Region pointing data:

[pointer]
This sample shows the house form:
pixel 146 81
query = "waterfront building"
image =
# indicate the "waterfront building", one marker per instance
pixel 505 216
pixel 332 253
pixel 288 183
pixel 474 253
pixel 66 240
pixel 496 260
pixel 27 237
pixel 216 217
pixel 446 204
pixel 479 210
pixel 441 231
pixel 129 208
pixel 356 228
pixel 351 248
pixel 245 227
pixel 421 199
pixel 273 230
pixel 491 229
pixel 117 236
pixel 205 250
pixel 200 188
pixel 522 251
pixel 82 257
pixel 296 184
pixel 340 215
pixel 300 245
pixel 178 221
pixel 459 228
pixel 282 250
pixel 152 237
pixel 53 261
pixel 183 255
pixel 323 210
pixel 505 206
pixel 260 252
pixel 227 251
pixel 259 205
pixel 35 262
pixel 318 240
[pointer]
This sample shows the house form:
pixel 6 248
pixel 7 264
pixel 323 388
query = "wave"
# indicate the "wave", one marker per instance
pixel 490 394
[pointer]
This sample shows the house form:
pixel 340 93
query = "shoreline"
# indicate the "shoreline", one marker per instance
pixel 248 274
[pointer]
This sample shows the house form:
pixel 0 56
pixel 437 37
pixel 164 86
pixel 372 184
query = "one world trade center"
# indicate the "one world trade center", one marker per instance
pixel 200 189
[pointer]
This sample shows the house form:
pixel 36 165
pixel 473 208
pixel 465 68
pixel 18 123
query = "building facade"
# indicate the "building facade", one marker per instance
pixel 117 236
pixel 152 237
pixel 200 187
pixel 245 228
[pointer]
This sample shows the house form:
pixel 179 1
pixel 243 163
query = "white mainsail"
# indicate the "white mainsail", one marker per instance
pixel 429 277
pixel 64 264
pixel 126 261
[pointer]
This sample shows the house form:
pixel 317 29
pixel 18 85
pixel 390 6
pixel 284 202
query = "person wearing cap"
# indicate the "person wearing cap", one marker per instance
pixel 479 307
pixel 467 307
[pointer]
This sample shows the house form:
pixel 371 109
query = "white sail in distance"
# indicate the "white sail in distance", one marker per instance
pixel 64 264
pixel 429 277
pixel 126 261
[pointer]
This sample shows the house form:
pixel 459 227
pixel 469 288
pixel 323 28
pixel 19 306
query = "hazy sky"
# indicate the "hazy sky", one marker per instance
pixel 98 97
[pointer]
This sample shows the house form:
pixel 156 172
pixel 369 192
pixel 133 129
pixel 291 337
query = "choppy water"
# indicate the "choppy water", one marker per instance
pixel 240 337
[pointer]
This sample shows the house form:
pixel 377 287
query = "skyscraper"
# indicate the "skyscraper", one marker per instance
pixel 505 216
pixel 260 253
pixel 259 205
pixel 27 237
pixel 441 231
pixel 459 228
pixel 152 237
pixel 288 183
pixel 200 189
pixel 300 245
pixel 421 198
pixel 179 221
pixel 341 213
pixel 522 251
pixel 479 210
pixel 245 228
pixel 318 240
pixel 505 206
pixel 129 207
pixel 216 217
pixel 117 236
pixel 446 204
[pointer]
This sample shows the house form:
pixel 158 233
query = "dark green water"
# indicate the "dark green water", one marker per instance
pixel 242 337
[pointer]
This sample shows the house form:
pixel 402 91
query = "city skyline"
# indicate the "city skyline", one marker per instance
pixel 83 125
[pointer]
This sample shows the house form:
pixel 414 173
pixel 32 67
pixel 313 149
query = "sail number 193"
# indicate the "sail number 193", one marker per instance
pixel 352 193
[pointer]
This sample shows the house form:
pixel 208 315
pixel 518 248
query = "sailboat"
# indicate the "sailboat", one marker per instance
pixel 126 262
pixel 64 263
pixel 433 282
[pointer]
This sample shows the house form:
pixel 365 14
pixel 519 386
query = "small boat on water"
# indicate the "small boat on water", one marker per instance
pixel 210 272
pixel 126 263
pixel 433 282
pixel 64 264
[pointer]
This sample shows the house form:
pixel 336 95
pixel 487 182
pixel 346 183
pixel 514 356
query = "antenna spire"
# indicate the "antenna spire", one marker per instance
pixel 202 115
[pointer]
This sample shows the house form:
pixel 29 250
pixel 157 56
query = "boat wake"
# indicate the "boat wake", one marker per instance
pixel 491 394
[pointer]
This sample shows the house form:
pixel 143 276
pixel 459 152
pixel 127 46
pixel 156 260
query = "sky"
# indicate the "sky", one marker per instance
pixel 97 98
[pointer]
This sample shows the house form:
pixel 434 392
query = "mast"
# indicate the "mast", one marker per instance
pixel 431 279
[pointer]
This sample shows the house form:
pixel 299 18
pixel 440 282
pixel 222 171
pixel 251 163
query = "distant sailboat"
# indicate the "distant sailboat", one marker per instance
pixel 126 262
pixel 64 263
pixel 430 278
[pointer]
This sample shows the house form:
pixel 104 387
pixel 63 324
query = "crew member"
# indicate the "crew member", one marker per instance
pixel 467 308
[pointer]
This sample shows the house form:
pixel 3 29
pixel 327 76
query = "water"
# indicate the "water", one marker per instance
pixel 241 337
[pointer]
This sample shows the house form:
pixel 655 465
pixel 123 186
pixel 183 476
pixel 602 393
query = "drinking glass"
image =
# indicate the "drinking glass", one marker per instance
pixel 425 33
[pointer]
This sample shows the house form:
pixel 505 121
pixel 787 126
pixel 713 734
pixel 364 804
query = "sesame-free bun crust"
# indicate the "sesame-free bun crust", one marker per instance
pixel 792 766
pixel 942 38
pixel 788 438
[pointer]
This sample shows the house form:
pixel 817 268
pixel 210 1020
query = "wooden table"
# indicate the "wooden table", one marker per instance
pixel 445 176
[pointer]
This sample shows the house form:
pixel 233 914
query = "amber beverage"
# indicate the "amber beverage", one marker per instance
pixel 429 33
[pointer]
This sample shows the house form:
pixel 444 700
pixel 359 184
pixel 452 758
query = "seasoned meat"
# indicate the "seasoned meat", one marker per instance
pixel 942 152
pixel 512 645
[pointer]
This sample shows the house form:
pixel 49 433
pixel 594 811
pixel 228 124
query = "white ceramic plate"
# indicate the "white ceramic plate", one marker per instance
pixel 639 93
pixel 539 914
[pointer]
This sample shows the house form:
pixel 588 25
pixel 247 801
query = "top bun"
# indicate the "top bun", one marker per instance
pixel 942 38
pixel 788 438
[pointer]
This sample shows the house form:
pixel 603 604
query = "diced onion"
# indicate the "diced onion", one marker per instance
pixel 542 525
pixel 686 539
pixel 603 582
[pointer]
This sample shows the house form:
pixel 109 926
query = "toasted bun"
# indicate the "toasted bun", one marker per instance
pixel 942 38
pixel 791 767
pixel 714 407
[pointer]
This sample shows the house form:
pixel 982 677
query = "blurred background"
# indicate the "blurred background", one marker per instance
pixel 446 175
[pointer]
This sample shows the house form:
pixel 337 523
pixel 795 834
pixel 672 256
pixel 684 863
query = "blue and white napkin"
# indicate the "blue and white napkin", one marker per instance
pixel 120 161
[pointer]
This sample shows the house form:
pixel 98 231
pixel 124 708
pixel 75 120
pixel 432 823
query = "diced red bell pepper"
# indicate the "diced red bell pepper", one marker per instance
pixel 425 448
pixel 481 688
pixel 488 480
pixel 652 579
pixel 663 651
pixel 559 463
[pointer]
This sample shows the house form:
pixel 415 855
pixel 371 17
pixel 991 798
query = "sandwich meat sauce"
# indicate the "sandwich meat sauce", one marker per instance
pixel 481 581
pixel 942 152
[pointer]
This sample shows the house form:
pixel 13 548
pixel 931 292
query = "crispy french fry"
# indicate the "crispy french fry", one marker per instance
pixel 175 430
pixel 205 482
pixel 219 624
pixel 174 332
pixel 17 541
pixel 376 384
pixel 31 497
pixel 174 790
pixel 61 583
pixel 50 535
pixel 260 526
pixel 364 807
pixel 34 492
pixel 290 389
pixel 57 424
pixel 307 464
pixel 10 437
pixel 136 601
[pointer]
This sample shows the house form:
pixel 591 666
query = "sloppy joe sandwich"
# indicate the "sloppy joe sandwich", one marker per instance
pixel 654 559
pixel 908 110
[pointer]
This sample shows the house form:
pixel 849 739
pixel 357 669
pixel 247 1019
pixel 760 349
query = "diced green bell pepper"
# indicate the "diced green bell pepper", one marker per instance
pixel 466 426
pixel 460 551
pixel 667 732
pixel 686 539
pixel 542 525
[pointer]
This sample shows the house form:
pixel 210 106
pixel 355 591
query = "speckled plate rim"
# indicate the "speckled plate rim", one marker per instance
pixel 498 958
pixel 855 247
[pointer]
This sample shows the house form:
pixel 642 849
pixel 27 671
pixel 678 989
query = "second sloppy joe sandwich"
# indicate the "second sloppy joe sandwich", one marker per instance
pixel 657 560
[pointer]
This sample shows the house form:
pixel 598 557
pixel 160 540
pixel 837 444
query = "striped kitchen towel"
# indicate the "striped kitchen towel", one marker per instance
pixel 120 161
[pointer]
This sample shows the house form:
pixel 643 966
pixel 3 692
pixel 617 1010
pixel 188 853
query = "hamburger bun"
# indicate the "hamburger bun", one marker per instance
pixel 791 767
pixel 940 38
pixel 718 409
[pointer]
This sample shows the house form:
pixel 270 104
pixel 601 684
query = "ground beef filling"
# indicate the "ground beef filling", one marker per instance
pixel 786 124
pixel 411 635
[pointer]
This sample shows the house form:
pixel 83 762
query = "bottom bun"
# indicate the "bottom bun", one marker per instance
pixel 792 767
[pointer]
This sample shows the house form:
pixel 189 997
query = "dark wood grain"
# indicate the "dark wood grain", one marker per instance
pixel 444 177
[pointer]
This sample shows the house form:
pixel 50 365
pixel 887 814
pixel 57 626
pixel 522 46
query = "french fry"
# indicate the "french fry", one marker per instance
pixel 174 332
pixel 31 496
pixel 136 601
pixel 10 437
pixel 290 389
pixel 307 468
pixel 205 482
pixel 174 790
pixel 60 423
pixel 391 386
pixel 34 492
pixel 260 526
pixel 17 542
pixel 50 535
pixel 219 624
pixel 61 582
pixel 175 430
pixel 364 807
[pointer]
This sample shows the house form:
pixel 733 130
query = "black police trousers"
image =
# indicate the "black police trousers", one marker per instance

Goal of the exercise:
Scan the entries above for the string "trousers", and copy every line where it turns up.

Task output:
query = "black police trousers"
# indicate the "black police trousers", one marker per instance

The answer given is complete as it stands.